• **Exercise description**
Reproduce the lines that begin at the one containing "Target: arched doorway" and end with the final line of the records, switching "Target" to "Object" wherever it appears and changing nothing else. Omit the pictures from your answer.

• **Material supplied**
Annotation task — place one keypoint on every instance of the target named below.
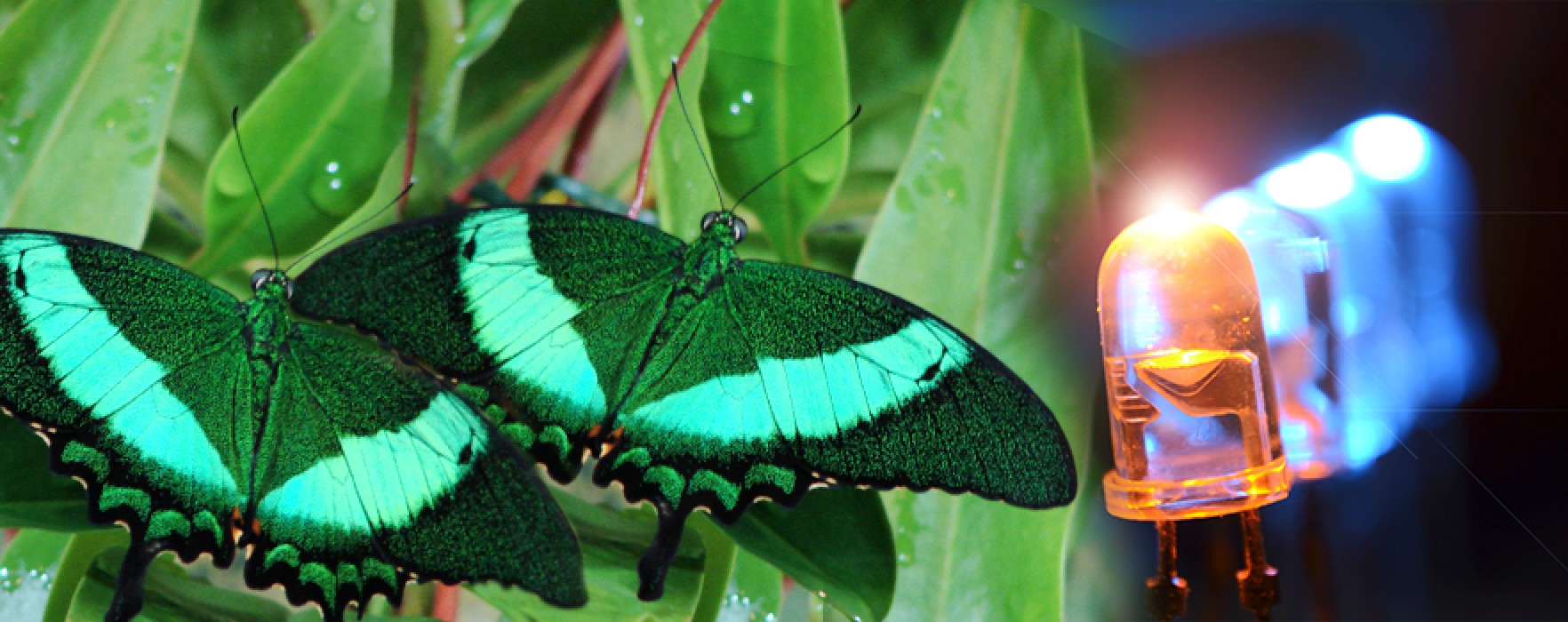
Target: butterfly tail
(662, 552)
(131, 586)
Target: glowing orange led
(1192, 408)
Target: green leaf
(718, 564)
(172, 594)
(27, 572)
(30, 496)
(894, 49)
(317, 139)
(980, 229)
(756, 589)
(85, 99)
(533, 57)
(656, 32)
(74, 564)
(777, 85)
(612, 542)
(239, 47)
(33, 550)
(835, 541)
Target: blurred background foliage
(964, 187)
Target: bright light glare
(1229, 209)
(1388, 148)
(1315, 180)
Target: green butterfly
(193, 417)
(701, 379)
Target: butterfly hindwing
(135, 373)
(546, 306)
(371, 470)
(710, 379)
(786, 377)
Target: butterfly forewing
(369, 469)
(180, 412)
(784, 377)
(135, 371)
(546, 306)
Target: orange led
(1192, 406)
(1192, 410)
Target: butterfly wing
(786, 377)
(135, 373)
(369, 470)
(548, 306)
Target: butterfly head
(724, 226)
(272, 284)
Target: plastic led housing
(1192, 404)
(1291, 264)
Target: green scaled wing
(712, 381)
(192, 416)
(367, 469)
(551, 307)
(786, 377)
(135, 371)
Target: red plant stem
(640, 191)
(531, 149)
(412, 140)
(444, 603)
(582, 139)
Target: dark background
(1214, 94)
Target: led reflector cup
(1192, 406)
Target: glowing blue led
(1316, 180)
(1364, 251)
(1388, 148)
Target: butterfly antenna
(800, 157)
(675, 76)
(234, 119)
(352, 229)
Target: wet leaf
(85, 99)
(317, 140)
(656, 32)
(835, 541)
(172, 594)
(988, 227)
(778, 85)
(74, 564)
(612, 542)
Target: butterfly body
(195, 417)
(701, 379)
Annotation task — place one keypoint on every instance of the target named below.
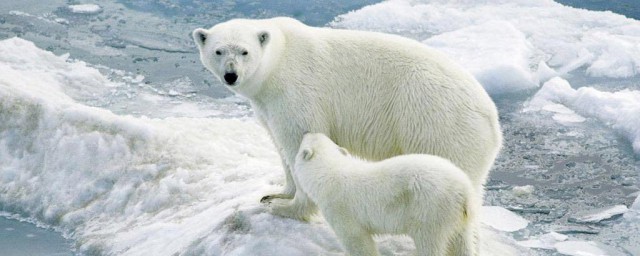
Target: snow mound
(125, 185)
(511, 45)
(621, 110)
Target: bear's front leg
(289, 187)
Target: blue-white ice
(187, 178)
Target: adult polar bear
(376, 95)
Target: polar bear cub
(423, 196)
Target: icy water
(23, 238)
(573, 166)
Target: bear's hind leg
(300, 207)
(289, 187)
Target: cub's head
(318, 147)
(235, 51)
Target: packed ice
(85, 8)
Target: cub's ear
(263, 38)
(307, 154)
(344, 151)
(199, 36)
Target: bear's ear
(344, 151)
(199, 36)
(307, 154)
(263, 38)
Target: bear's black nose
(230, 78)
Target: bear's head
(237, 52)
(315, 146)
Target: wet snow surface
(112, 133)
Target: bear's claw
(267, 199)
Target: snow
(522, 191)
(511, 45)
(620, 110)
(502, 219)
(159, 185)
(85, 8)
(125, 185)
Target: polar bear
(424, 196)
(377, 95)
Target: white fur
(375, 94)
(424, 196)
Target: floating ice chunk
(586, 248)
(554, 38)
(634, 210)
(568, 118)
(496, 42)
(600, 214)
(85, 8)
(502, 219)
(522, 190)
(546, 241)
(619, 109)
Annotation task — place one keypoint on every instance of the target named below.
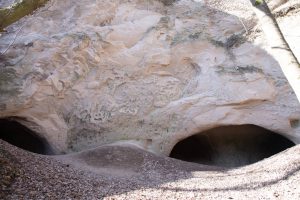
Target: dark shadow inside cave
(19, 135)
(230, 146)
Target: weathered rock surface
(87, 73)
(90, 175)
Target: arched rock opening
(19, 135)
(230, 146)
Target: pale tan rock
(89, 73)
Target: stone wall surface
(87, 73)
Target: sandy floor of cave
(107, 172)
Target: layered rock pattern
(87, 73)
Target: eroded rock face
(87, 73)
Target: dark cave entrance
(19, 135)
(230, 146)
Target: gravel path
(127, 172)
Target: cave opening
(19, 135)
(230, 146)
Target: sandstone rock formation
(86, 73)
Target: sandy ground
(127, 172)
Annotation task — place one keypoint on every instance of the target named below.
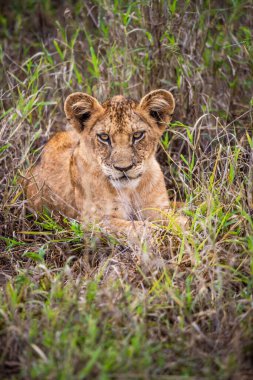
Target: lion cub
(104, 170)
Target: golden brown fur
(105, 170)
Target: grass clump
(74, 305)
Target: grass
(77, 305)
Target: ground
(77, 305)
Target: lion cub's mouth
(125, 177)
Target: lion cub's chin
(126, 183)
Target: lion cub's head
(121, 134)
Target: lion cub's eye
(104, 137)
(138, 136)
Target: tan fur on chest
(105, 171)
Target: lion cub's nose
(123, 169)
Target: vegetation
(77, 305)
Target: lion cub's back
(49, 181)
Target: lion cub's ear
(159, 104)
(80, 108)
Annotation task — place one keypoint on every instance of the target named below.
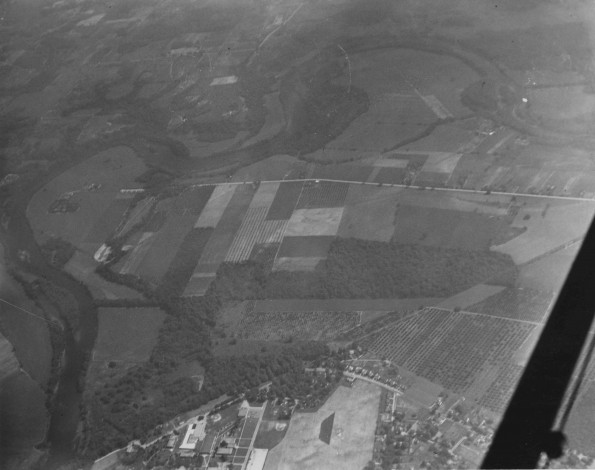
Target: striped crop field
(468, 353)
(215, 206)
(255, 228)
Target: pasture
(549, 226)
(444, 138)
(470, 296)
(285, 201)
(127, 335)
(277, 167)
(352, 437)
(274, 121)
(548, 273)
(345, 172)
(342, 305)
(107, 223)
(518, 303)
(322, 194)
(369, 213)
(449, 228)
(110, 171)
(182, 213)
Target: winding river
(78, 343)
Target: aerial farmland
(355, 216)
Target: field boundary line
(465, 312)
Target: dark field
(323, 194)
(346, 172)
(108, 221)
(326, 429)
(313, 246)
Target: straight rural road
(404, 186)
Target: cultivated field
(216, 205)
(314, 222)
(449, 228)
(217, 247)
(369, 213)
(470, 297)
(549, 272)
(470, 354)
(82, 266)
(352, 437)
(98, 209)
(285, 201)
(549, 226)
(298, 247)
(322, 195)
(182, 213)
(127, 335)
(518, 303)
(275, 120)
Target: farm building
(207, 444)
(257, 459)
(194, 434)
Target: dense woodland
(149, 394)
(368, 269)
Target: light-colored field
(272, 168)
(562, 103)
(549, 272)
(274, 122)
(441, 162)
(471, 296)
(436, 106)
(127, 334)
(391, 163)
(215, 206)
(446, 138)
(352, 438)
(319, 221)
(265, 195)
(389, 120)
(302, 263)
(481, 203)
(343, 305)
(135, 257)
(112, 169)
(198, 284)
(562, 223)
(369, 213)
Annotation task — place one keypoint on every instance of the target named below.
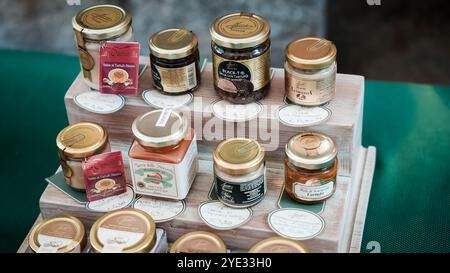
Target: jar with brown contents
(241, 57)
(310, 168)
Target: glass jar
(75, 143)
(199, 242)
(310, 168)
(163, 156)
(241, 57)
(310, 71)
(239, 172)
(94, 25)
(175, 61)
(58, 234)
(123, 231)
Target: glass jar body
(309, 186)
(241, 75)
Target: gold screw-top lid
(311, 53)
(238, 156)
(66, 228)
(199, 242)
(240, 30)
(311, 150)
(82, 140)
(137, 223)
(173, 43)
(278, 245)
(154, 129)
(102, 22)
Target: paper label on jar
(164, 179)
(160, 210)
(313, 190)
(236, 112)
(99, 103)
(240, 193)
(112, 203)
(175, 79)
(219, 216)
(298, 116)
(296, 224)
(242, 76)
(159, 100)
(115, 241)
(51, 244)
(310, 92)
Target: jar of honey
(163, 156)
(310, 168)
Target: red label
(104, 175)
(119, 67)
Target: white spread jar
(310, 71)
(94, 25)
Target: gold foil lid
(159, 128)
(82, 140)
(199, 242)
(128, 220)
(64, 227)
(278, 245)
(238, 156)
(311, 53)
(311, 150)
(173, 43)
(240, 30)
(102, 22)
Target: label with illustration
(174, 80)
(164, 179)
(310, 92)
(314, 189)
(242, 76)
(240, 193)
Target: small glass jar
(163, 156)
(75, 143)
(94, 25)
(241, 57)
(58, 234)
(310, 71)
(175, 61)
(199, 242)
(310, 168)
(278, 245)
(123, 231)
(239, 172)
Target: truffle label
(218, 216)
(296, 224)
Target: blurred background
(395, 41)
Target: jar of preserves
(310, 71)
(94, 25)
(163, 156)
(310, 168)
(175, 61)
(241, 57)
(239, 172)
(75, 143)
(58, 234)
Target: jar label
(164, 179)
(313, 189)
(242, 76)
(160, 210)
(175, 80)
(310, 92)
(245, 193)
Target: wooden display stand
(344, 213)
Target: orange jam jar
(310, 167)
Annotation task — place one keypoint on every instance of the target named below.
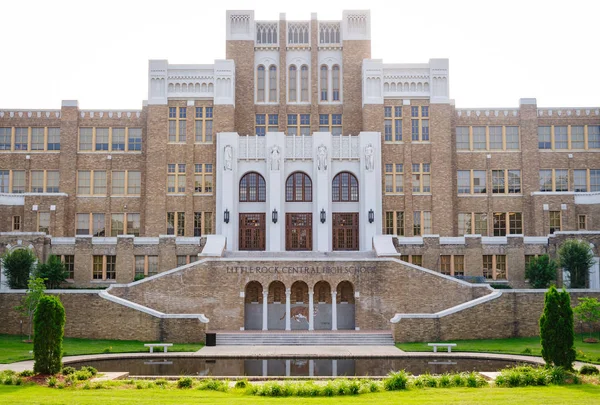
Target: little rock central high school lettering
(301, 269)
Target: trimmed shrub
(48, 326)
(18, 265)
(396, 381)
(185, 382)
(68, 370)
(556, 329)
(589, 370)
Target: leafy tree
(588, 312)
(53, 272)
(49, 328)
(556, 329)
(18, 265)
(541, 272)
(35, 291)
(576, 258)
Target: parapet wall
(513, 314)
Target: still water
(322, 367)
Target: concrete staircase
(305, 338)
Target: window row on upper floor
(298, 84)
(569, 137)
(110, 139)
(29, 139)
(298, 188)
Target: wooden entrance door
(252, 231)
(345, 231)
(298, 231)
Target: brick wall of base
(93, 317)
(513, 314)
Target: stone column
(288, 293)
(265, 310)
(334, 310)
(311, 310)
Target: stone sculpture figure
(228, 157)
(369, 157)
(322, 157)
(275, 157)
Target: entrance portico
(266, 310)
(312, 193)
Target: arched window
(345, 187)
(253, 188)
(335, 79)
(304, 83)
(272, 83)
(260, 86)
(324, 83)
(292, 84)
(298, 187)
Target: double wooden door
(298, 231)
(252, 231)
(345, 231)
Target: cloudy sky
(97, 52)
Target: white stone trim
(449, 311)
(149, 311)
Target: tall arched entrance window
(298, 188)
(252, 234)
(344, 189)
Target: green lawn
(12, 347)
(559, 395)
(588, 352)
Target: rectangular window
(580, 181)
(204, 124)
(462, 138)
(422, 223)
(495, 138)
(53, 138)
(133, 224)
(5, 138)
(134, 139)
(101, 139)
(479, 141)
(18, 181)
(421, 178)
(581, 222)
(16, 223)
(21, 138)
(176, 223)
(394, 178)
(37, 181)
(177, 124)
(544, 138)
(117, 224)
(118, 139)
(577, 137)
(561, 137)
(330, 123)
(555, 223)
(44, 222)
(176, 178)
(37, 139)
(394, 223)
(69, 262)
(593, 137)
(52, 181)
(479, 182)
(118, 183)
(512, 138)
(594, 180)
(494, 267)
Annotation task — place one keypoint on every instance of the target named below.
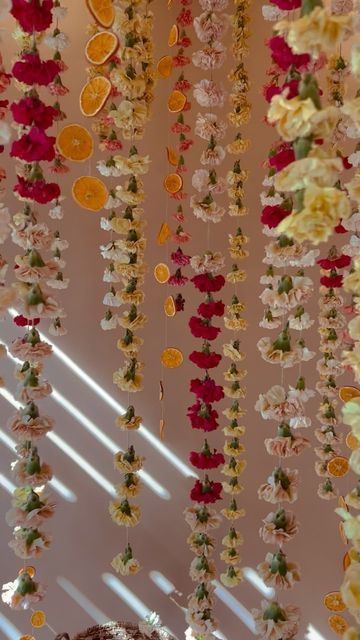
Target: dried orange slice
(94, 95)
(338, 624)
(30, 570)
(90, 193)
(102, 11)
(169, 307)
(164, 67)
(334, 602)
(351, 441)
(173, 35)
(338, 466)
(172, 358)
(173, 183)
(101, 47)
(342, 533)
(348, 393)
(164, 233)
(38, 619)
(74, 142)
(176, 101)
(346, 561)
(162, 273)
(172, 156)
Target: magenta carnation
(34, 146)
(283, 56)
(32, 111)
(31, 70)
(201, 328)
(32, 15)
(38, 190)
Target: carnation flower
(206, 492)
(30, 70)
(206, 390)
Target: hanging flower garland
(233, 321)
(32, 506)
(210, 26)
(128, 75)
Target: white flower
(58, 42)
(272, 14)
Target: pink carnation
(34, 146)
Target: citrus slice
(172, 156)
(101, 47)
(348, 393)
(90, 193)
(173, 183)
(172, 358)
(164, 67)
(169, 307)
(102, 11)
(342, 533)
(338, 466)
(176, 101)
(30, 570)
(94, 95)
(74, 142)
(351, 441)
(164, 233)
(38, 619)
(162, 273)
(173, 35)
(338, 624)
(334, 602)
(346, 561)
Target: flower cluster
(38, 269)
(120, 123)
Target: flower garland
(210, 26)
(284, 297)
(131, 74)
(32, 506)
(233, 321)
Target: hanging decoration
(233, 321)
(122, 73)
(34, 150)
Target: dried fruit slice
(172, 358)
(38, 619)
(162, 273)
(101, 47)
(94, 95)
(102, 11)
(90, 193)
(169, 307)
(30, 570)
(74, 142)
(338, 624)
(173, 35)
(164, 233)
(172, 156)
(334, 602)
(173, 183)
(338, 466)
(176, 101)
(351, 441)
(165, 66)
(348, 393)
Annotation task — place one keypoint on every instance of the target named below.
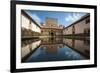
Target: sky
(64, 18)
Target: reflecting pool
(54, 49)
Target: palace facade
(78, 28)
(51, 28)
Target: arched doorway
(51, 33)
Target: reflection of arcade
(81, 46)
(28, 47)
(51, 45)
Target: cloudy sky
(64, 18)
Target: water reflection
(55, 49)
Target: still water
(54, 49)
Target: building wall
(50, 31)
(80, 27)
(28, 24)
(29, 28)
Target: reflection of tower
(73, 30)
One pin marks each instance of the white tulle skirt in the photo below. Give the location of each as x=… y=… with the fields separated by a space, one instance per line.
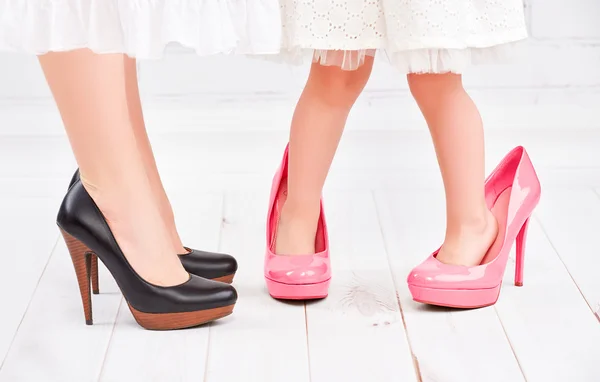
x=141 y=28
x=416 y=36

• **Problem solution**
Object: arched doorway
(51, 33)
Object: reflection of arcade
(81, 46)
(28, 47)
(51, 45)
Object: cloudy sky
(64, 18)
Object: water reflection
(55, 49)
Object: still water
(54, 49)
Object: building wall
(50, 31)
(80, 27)
(28, 24)
(29, 28)
Object: reflection of tower
(73, 30)
One pin marks each instance of the white tulle skirt in the photo below. Give the location of each as x=… y=… with the fields separated by a space, one instance per line.
x=141 y=28
x=416 y=36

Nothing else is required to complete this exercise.